__SET PROBLEM__:
Rewrite the rows below as a JSON list of strings, one string per line with blank lines omitted. Include only the stretch from the line containing "Where can you see the decorative" through the line containing "<point>79,489</point>".

__RECORD EXTRACTS__:
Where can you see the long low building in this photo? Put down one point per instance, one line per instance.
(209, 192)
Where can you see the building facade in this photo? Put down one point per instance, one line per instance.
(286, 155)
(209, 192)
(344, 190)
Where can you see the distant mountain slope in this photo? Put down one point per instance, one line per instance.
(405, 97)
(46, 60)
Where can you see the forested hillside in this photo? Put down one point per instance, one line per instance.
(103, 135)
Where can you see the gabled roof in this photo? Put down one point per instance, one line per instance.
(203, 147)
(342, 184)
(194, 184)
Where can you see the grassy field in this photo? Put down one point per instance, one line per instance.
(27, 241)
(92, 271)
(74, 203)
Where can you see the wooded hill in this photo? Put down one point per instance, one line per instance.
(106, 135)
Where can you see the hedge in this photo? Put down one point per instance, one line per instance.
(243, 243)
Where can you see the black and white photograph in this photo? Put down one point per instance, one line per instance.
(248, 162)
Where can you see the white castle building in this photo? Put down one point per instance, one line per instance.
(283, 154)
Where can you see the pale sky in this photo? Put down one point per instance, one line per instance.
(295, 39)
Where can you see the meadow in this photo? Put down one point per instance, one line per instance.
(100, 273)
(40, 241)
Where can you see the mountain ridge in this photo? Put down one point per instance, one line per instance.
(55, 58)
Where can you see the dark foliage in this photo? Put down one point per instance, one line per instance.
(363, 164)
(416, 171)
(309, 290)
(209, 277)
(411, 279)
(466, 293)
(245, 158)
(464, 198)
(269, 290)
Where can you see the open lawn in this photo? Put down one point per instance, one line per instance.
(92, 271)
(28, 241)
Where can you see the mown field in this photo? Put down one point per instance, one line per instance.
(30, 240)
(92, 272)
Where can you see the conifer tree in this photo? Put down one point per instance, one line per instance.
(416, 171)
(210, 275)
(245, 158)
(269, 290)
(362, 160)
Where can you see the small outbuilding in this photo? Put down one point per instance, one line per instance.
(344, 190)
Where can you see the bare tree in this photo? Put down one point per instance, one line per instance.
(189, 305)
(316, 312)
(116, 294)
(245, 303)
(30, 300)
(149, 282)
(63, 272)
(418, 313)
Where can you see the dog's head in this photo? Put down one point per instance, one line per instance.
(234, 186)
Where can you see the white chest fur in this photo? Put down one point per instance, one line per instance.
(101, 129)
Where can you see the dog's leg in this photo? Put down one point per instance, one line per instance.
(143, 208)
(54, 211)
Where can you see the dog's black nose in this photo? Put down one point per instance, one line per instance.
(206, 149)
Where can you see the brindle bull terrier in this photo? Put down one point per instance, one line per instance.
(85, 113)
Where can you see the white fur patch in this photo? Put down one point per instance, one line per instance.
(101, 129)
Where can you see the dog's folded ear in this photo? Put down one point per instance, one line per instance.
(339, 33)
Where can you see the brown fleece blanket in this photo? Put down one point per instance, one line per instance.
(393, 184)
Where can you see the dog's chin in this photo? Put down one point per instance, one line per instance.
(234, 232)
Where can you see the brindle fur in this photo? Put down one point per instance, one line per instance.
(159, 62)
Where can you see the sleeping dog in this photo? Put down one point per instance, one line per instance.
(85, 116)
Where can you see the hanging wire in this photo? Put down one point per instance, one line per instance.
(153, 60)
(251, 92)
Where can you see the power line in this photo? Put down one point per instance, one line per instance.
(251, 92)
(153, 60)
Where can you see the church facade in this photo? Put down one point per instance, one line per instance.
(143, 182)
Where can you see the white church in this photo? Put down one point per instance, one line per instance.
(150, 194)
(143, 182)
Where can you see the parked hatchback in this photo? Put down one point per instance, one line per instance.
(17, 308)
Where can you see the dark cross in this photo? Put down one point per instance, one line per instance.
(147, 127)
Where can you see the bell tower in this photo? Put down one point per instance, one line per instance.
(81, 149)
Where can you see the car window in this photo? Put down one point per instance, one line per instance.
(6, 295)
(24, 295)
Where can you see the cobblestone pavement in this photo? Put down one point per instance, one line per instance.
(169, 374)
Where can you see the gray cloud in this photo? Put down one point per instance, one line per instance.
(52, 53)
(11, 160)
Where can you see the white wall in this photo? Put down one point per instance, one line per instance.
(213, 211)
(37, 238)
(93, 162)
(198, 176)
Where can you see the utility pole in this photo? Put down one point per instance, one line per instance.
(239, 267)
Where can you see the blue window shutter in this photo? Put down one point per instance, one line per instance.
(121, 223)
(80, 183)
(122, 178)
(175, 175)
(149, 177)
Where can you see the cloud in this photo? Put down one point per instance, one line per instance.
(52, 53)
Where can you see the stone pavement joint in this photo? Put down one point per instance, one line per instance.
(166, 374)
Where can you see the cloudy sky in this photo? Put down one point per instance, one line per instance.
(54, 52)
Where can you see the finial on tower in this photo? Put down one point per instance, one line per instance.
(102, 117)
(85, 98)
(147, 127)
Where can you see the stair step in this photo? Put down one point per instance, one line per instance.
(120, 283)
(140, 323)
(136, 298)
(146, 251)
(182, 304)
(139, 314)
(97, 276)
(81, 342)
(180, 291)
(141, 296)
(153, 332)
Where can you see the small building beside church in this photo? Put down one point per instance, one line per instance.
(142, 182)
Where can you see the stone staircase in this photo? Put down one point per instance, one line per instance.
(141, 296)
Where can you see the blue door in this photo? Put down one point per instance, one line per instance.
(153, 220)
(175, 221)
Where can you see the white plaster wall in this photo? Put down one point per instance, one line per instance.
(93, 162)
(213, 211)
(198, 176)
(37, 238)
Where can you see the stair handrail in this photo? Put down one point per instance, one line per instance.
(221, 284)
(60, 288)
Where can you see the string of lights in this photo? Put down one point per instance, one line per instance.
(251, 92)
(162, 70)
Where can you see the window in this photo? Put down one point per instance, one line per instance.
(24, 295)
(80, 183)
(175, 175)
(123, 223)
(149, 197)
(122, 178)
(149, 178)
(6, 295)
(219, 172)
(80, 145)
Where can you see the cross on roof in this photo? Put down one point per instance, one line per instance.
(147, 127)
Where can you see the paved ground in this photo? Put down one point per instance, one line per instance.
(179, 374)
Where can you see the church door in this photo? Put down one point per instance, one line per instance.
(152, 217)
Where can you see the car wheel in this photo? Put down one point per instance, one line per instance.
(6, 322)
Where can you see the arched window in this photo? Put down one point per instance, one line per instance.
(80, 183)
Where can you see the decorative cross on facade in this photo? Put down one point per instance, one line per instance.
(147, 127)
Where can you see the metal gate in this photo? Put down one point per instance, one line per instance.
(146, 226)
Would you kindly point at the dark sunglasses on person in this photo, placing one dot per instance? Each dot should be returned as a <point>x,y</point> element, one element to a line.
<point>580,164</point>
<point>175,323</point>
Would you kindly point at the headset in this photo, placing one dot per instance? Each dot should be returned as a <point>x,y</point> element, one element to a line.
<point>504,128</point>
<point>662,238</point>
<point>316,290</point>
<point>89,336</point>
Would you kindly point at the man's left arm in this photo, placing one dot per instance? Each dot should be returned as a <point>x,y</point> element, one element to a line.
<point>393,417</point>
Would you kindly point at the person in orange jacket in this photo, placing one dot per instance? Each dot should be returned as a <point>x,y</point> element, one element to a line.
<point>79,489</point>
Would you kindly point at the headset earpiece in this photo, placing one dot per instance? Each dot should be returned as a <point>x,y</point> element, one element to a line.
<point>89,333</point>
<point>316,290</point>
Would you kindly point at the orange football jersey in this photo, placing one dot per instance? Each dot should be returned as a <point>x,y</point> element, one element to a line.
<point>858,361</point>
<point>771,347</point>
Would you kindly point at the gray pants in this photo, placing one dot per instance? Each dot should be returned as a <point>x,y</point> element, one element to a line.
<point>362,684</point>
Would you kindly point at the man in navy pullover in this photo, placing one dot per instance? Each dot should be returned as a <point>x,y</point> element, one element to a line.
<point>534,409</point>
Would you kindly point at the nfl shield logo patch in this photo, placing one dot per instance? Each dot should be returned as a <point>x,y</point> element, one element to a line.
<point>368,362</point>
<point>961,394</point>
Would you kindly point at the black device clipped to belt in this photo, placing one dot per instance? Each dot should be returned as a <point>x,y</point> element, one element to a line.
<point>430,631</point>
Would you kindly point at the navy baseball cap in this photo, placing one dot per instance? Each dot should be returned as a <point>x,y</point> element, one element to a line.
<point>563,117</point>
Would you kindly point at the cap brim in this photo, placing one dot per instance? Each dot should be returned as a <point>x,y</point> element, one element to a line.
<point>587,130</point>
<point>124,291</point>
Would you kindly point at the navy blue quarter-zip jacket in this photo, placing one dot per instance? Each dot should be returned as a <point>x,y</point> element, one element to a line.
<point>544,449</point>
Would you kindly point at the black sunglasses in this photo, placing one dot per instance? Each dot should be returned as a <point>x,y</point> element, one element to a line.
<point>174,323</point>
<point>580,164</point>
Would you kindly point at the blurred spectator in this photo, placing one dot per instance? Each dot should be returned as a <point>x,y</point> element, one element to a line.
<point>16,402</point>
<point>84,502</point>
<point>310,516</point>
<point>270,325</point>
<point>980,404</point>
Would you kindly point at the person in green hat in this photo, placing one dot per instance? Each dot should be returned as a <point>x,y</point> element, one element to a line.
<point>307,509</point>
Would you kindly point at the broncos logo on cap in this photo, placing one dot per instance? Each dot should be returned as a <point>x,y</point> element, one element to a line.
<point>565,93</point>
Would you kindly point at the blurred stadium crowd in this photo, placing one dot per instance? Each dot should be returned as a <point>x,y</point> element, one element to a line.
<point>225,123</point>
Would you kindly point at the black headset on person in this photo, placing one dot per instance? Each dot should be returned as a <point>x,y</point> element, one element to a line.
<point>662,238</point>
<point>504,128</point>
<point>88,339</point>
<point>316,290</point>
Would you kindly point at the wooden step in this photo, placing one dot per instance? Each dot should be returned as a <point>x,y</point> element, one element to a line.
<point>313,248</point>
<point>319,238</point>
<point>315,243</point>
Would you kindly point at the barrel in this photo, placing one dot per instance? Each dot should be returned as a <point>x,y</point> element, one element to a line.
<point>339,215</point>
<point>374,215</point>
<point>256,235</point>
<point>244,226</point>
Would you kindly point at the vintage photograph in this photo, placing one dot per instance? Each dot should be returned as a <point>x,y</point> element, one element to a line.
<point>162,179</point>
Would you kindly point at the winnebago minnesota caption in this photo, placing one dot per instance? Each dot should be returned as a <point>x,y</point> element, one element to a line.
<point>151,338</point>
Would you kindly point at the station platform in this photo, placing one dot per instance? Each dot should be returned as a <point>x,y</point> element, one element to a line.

__RESULT OF THIS TASK__:
[
  "Where can you see the decorative cross on facade in this photo? Put down one point per instance, one line per instance.",
  "(147, 127)",
  "Where can you see the metal gate in this photo? Put down one point per instance, one line per instance.",
  "(146, 226)",
  "Would you kindly point at the dark sunglasses on person in this photo, placing one dot per instance? Each dot should be returned as a <point>x,y</point> element, one element to a line.",
  "<point>580,164</point>",
  "<point>175,323</point>",
  "Would you kindly point at the headset in this photo, placing one dot per instance? Each dot should be returned as a <point>x,y</point> element, one element to a line.",
  "<point>504,128</point>",
  "<point>662,238</point>",
  "<point>316,290</point>",
  "<point>89,336</point>",
  "Would you kindly point at the man's left arm in this photo, placing one dot per instance? Each dot should be returned as a <point>x,y</point> element, one element to a line.",
  "<point>393,417</point>",
  "Would you kindly point at the person in orange jacket in this photo, placing one dot per instance? Each dot should be returned as a <point>x,y</point> element, one element to a line.",
  "<point>79,489</point>"
]